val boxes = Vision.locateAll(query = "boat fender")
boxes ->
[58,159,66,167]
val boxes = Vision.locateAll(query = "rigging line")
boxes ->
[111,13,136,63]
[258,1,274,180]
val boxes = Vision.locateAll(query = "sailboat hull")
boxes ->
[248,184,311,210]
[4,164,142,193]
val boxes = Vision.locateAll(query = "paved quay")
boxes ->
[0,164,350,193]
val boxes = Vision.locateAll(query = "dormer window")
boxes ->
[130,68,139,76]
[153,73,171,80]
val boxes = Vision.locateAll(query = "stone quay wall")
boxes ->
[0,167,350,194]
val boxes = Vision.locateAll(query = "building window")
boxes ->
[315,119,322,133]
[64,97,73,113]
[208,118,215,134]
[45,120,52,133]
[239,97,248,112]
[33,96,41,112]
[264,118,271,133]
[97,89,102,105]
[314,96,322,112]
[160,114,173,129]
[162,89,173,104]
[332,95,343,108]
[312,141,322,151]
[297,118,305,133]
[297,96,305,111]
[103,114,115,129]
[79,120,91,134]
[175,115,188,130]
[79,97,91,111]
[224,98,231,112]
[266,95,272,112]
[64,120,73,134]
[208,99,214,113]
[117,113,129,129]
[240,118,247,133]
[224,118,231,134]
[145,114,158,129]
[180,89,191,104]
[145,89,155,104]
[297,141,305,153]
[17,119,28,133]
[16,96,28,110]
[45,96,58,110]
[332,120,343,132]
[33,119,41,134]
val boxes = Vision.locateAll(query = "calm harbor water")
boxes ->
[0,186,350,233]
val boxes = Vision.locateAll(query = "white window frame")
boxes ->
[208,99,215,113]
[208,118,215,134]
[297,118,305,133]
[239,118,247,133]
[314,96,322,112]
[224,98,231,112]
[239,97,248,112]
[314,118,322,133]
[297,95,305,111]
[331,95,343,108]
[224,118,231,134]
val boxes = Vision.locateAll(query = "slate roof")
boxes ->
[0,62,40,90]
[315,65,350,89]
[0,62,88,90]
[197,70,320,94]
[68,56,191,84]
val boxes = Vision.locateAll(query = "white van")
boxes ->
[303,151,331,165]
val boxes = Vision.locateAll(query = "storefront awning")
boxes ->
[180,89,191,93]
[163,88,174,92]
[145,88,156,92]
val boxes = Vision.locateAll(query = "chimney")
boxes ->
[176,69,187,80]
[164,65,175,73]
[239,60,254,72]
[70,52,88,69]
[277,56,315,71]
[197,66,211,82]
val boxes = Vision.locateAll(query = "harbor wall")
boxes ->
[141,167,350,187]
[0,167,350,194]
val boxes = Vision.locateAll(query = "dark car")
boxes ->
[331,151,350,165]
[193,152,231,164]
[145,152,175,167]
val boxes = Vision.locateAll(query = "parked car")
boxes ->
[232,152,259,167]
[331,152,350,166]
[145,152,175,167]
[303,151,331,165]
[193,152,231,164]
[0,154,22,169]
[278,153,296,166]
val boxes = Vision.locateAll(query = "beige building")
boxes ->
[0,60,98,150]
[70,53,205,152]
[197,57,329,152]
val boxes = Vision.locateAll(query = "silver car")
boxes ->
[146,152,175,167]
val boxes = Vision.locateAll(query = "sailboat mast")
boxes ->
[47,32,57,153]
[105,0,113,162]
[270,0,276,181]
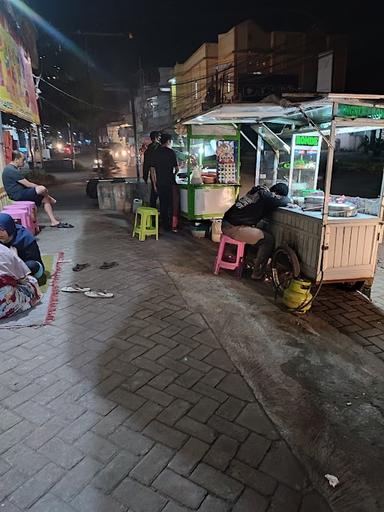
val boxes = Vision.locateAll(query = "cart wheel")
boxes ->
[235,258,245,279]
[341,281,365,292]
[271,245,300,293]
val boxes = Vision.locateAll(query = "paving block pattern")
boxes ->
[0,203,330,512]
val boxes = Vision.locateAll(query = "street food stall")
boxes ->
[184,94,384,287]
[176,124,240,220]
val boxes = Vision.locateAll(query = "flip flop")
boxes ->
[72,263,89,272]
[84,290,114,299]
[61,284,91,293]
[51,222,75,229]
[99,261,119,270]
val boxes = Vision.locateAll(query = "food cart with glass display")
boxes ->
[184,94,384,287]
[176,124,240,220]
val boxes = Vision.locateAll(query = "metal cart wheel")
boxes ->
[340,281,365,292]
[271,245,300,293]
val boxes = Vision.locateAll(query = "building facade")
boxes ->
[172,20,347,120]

Aim of the task:
Can you swap "harbor" for "port" throughout these lines, give them back otherwise unchanged, and leave the pictures out?

Finished answer:
val boxes = Vision.locateAll(query = "boat fender")
boxes ->
[58,159,66,167]
val boxes = Vision.locateAll(query = "rigging line")
boxes ->
[111,13,136,63]
[258,1,274,180]
val boxes = Vision.locateAll(query = "sailboat hull")
boxes ->
[248,184,311,210]
[4,164,142,193]
val boxes = Vision.locateAll(query = "paved quay")
boxes ->
[0,164,350,193]
val boxes = Vision.locateAll(query = "dormer window")
boxes ->
[130,68,139,76]
[153,73,171,80]
val boxes = Vision.locateAll(query = "stone quay wall")
boxes ->
[0,167,350,194]
val boxes = Vision.locateAll(query = "building window")
boxes ->
[315,119,322,133]
[64,97,73,113]
[208,118,215,134]
[45,120,52,133]
[239,97,248,112]
[33,96,41,112]
[264,118,271,133]
[97,89,102,105]
[314,96,322,112]
[160,114,173,129]
[162,89,173,104]
[332,95,343,108]
[312,141,322,151]
[297,118,305,133]
[297,96,305,111]
[103,114,115,129]
[79,120,91,134]
[175,115,188,130]
[79,97,91,111]
[224,98,231,112]
[266,95,272,112]
[64,120,73,134]
[208,99,214,113]
[117,113,129,129]
[240,118,247,133]
[224,118,231,134]
[145,114,158,129]
[180,89,191,104]
[145,89,155,104]
[297,141,305,153]
[17,119,28,133]
[16,96,28,110]
[45,96,58,110]
[332,120,343,132]
[33,119,41,134]
val boxes = Vision.locateAll(query = "calm port water")
boxes ->
[0,186,350,233]
val boxes = Vision.locateAll(query = "white window frame")
boxes ->
[208,99,215,113]
[208,118,215,134]
[297,118,305,133]
[239,118,247,133]
[314,96,322,112]
[224,98,231,112]
[239,97,248,112]
[314,118,322,133]
[297,95,305,111]
[331,95,343,108]
[224,118,231,134]
val boxes = Vision.locateAll(query = "slate roof")
boxes ->
[0,62,40,90]
[315,65,350,89]
[0,62,88,90]
[197,70,320,94]
[68,56,191,84]
val boxes = Vision.locateAll(query = "white van")
boxes ->
[303,151,331,165]
val boxes = Vision.locateAll(query = "storefront awning")
boxes ->
[180,89,191,93]
[163,88,174,92]
[145,88,156,92]
val boxes = Vision.locateAll(query = "chimney")
boxes ->
[176,69,187,80]
[164,65,175,73]
[239,60,254,72]
[70,52,88,69]
[277,56,315,71]
[197,66,211,82]
val boxes = Vision.locateAll(query = "port wall")
boxes ->
[141,167,350,187]
[0,167,350,194]
val boxes = Vision.locateAll(query = "dark car")
boxes ->
[331,151,350,165]
[193,152,231,164]
[145,152,175,167]
val boxes = Vision.locateAll(query = "parked car")
boxes ->
[232,152,259,167]
[331,152,350,166]
[145,152,175,167]
[303,151,331,165]
[193,152,231,164]
[0,154,22,169]
[278,153,296,166]
val boxes = Vision.locateAll(query = "beige building")
boxes ->
[0,60,98,150]
[70,53,205,152]
[197,57,329,152]
val boxes = Vision.locateAll(query = "silver car")
boxes ->
[146,152,175,167]
val boxes = Vision.locateAll(query = "sailboat mast")
boxes ->
[47,32,57,153]
[105,0,113,162]
[270,0,276,181]
val boxes = Vision.locateAll(query = "cart wheel")
boxes ->
[235,258,245,279]
[341,281,365,292]
[271,245,300,293]
val boxes = Vision.locateAll(query = "paving block pattern")
boxes ->
[0,203,330,512]
val boxes = Vision.locateAll(query = "street food stall")
boxes ->
[184,94,384,287]
[176,124,240,220]
val boxes = Vision.locateAll(query = "flip flop")
boxes ->
[72,263,89,272]
[84,290,114,299]
[61,284,91,293]
[51,222,75,229]
[99,261,119,270]
val boxes = Vision.locateAll(query = "food cart with glass display")
boxes ->
[184,94,384,287]
[176,124,240,220]
val boxes = Vision.locateAll(query = "metal cart wheel")
boxes ->
[340,281,365,292]
[271,245,300,293]
val boxes = Vision.locateAll(query = "building facade")
boxes ->
[172,20,347,120]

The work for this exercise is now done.